[Labeled-object pointing data]
******************************
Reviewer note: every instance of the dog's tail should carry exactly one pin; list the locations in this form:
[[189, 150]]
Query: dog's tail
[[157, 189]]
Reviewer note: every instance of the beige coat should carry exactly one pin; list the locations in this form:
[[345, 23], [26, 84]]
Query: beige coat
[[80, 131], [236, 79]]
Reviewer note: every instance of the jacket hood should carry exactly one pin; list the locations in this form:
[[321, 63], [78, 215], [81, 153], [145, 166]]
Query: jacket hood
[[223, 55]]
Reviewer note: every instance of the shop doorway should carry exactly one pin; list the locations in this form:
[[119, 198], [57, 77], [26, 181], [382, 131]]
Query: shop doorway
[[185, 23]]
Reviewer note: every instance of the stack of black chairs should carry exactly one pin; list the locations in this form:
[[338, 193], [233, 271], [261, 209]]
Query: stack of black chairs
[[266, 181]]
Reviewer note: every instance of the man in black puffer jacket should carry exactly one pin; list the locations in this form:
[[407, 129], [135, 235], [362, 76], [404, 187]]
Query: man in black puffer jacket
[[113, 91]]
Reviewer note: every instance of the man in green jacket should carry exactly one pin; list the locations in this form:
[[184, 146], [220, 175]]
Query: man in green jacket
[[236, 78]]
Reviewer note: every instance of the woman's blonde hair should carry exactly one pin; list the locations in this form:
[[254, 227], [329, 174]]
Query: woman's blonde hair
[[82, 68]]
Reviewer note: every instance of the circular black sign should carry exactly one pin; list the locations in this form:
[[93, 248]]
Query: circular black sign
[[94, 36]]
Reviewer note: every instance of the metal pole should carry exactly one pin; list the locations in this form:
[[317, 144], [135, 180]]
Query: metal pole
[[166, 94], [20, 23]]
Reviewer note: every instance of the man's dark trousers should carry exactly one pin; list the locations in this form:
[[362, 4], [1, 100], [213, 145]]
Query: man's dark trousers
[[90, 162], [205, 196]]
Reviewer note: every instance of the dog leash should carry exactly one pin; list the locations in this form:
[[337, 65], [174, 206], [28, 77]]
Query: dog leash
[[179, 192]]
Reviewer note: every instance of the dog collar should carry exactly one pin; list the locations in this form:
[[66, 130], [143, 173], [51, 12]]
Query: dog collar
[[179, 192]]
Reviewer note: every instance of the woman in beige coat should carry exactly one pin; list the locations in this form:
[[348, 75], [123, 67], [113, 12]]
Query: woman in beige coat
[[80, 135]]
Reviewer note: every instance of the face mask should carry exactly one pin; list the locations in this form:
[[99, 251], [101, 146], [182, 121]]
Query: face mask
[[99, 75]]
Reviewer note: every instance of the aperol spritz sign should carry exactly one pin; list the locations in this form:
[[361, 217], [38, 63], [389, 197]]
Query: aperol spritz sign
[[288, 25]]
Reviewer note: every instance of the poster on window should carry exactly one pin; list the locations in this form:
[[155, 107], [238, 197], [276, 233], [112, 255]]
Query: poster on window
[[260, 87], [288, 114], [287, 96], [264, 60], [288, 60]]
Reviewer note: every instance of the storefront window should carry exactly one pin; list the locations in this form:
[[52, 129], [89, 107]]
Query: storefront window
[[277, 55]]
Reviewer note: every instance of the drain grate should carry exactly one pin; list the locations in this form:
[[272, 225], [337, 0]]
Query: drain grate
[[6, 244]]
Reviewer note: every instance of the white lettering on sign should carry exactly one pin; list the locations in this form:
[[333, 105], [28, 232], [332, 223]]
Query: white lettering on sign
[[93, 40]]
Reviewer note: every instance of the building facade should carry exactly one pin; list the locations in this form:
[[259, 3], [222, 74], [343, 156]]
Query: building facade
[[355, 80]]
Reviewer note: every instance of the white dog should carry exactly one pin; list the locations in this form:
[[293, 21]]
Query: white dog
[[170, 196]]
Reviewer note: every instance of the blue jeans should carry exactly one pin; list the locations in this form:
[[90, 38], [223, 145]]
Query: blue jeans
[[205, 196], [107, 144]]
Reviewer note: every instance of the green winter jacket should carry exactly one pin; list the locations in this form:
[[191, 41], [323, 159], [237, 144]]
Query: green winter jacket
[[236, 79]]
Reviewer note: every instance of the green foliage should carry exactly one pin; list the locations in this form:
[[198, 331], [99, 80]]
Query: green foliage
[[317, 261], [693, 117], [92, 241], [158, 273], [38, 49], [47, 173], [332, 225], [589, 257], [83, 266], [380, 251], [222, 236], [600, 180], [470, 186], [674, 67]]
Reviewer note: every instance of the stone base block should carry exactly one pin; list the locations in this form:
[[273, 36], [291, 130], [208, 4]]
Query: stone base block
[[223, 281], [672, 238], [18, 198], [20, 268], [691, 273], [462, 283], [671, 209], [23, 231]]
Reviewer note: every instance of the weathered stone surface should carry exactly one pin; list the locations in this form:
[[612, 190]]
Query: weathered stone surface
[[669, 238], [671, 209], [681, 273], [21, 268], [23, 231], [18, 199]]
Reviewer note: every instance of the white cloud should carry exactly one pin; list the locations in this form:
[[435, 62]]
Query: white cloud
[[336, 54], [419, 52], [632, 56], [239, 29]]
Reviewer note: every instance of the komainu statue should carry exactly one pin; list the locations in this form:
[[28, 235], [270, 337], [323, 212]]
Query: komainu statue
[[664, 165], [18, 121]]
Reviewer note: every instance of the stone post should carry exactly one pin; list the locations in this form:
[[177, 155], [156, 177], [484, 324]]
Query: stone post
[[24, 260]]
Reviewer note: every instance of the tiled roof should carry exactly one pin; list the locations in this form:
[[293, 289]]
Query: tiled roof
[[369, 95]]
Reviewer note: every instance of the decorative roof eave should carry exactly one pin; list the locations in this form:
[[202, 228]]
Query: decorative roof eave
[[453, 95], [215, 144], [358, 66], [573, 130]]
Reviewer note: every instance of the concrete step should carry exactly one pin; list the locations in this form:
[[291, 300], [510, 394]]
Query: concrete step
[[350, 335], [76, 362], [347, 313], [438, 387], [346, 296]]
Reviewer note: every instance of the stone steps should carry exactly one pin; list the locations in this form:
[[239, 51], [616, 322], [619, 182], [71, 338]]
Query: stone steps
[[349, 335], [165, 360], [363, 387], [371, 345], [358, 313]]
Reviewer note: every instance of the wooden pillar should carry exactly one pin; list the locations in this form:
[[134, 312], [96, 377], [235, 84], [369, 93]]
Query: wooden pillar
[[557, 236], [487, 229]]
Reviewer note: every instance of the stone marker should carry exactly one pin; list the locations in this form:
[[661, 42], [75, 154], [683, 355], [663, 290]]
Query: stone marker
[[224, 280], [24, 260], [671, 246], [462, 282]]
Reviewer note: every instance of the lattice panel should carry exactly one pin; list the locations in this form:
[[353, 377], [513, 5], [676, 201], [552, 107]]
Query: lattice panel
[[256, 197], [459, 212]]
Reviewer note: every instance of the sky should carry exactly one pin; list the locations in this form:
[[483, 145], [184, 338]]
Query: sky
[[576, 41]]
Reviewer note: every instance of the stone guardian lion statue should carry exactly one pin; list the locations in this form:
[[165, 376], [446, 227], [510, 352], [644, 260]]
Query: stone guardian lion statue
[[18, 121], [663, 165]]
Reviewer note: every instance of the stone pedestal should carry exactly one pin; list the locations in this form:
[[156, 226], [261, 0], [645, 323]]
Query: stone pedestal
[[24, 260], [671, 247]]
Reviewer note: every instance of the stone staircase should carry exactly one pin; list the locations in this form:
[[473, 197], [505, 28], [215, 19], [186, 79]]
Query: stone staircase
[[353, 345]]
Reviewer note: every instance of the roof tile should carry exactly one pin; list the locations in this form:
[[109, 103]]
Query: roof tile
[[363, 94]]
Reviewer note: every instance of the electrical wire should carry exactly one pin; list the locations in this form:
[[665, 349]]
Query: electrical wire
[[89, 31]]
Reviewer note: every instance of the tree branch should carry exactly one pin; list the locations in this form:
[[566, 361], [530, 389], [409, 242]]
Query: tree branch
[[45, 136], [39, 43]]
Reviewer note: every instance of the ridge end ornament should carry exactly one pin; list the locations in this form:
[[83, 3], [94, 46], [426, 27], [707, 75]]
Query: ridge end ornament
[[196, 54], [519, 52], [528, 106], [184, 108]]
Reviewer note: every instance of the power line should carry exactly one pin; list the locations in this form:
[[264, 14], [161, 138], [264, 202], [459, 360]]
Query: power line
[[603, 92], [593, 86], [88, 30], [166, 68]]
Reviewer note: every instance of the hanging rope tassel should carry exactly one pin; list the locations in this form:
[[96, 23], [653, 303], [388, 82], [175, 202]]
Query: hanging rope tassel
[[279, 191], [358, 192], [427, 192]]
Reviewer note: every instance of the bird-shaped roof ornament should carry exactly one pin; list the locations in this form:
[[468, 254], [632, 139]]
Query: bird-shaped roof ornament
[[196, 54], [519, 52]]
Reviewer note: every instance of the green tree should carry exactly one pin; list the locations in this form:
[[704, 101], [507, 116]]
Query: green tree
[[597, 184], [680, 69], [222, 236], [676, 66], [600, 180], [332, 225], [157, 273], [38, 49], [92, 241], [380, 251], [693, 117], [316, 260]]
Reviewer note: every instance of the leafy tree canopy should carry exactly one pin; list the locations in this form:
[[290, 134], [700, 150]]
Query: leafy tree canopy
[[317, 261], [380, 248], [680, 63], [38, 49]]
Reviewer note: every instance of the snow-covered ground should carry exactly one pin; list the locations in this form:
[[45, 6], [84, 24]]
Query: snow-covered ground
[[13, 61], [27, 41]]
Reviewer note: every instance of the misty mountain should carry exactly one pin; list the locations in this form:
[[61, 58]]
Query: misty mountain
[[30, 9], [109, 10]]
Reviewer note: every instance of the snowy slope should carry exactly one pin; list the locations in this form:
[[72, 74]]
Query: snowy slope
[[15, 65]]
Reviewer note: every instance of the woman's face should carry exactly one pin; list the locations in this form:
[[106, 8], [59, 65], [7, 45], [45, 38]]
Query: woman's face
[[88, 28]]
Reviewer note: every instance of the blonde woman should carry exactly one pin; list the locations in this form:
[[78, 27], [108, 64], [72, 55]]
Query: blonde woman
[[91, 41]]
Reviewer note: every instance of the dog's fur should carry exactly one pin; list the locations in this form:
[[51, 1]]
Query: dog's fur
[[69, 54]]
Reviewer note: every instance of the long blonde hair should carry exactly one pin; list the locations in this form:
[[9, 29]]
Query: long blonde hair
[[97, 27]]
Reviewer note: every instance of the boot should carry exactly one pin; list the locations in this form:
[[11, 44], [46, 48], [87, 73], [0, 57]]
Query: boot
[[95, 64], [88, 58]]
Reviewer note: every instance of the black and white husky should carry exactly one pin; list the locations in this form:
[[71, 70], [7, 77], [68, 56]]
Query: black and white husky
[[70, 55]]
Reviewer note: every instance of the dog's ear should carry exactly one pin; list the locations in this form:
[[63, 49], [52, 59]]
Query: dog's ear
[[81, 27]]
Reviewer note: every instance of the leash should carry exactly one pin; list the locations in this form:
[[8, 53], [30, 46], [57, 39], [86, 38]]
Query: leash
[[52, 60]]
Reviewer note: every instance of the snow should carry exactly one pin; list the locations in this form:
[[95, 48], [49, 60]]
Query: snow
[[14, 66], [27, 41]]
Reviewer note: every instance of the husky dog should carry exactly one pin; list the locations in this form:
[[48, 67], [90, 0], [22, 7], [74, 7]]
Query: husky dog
******************************
Please substitute "Annotator note" for "Reviewer note" in the data from its first line to the line with "[[80, 131], [236, 79]]", both included, and give back only those lines with everything else unchanged.

Annotator note: every instance of the dog's tail should carry exactly one pin; list the locations in this form:
[[189, 150]]
Query: dog's tail
[[157, 189]]
Annotator note: every instance of the beige coat should carry exactly one pin; list the locations in this form:
[[345, 23], [26, 84]]
Query: beige coat
[[80, 131], [236, 79]]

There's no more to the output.